WHAT TO DO: Your answer should be only the lines below from the one with "positive clicks: (60, 134)" to the one with "121L221 140L40 131L46", repeated exactly, ends included.

Collected data entries:
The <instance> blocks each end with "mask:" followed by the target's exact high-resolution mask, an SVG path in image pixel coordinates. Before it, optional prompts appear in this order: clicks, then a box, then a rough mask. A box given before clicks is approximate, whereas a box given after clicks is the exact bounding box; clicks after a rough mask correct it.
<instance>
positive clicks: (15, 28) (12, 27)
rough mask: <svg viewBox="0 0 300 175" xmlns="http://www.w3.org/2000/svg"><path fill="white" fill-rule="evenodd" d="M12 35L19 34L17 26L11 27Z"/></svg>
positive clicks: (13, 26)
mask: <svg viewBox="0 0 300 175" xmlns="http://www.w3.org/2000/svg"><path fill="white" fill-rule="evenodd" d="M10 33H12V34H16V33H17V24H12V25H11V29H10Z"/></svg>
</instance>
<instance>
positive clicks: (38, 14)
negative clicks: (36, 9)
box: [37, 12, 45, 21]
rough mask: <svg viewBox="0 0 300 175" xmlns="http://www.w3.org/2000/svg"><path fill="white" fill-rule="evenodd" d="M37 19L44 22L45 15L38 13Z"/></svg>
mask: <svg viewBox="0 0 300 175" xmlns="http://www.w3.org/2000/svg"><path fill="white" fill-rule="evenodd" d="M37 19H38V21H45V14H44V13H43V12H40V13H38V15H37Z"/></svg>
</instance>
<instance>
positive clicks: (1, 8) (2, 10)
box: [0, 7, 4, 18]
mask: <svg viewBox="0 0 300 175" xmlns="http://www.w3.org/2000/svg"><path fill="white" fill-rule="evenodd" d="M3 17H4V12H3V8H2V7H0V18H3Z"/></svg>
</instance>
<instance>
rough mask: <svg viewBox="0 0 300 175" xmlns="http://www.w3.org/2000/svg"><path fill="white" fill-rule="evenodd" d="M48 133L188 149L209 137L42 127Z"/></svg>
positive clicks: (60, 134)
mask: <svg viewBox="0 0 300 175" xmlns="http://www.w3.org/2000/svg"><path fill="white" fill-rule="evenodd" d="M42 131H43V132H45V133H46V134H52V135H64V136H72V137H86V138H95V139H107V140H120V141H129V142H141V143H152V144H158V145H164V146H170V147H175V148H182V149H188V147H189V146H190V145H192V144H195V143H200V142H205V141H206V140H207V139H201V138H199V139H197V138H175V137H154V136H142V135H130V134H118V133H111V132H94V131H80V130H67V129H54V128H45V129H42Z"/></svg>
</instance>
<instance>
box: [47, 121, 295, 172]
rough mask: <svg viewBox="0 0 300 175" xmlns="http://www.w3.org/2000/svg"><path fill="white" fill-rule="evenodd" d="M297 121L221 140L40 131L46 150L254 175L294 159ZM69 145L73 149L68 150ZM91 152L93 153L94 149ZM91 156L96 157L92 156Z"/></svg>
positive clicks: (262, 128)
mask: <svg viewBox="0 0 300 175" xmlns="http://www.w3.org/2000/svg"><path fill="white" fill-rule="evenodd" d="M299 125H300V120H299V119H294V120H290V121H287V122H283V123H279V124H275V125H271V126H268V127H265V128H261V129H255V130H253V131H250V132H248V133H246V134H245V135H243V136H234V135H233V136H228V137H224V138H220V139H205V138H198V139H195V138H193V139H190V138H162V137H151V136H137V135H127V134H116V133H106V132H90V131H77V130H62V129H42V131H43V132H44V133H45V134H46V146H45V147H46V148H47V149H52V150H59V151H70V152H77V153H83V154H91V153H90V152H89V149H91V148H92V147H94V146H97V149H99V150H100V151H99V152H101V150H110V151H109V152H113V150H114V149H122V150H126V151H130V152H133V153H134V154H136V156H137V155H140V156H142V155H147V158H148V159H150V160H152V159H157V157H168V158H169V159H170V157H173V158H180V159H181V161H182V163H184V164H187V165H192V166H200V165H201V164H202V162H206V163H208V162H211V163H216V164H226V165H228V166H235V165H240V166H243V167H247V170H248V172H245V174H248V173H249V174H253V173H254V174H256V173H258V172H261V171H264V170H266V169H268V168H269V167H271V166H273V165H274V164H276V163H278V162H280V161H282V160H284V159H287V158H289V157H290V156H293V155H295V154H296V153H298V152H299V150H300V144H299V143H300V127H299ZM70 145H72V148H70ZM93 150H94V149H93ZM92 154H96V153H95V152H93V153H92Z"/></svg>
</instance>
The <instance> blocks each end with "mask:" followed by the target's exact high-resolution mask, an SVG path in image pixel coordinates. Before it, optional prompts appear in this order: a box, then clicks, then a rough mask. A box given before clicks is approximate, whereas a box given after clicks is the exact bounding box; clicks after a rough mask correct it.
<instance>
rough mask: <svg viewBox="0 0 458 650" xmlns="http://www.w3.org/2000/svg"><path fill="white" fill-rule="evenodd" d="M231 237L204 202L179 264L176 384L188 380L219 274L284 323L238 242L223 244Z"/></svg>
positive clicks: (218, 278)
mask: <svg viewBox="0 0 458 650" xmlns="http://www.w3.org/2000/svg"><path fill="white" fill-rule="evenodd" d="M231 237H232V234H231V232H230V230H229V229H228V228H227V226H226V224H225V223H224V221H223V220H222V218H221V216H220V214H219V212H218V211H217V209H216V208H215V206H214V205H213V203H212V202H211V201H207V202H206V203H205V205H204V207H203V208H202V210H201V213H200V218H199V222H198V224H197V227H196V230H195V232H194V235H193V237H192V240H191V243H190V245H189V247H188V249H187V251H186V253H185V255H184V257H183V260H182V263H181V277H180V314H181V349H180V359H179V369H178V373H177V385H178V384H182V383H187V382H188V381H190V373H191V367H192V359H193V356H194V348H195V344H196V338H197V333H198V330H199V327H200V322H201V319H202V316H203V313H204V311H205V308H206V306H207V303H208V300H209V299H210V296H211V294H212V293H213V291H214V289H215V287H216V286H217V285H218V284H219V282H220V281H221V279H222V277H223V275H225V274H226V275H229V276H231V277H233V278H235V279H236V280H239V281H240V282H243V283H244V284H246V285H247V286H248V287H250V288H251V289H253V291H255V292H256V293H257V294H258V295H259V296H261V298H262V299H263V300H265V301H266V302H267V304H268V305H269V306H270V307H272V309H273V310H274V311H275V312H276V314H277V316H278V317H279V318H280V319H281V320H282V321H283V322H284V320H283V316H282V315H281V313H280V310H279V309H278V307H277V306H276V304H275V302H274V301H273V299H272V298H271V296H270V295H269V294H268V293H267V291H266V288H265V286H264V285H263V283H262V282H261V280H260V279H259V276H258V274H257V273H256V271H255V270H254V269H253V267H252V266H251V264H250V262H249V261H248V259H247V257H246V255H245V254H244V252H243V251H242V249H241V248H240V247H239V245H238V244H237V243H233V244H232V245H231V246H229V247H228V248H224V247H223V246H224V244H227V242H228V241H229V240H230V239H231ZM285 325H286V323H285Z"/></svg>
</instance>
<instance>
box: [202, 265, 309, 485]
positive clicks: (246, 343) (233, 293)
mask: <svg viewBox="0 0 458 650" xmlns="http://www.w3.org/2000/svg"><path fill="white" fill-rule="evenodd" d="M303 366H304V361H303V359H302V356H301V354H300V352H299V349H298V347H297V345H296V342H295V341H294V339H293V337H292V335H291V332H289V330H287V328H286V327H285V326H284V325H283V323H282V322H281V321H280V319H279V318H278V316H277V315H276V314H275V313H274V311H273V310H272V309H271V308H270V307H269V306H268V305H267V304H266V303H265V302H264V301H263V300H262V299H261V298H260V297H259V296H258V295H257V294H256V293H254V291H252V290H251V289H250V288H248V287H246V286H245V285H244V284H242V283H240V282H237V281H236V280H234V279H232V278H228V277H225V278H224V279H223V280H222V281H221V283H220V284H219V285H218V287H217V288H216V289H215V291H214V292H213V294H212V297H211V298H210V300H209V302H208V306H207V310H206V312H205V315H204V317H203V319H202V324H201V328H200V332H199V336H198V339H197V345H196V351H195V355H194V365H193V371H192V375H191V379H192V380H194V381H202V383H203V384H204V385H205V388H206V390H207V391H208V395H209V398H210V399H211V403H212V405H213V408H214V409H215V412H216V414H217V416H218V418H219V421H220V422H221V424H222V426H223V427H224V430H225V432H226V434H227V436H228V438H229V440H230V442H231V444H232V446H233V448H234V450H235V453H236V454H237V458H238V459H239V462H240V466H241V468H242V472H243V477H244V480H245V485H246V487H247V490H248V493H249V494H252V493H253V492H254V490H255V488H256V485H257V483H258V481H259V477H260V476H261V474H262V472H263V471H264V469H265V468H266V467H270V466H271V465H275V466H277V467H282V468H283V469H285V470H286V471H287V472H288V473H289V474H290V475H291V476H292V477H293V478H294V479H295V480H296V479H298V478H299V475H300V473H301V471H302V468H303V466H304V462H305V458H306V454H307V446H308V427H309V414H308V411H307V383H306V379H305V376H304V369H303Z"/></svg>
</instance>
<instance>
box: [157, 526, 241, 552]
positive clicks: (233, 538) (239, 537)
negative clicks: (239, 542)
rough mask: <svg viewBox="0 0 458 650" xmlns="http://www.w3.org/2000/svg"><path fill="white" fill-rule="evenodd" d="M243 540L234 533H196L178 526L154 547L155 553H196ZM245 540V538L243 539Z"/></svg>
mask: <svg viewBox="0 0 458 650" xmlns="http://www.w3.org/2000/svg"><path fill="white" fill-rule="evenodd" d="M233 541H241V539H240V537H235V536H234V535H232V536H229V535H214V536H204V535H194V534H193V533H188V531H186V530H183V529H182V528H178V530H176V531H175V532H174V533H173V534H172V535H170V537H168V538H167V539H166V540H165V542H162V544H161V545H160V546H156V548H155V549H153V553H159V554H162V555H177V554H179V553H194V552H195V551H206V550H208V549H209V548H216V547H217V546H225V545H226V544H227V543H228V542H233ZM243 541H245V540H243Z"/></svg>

RESPONSE TO THIS TASK:
positive clicks: (60, 134)
mask: <svg viewBox="0 0 300 175" xmlns="http://www.w3.org/2000/svg"><path fill="white" fill-rule="evenodd" d="M42 131H43V132H45V133H46V134H52V135H64V136H72V137H86V138H95V139H107V140H120V141H129V142H141V143H152V144H158V145H164V146H170V147H175V148H182V149H188V147H189V146H190V145H192V144H195V143H200V142H205V141H206V140H207V139H201V138H199V139H197V138H175V137H154V136H142V135H130V134H118V133H111V132H94V131H80V130H67V129H54V128H45V129H42Z"/></svg>
</instance>
<instance>
box: [47, 121, 295, 172]
rough mask: <svg viewBox="0 0 300 175" xmlns="http://www.w3.org/2000/svg"><path fill="white" fill-rule="evenodd" d="M297 121L221 140L40 131L46 150L254 175L294 159ZM69 145L73 149L68 150ZM91 152L93 153L94 149ZM91 156L96 157L92 156Z"/></svg>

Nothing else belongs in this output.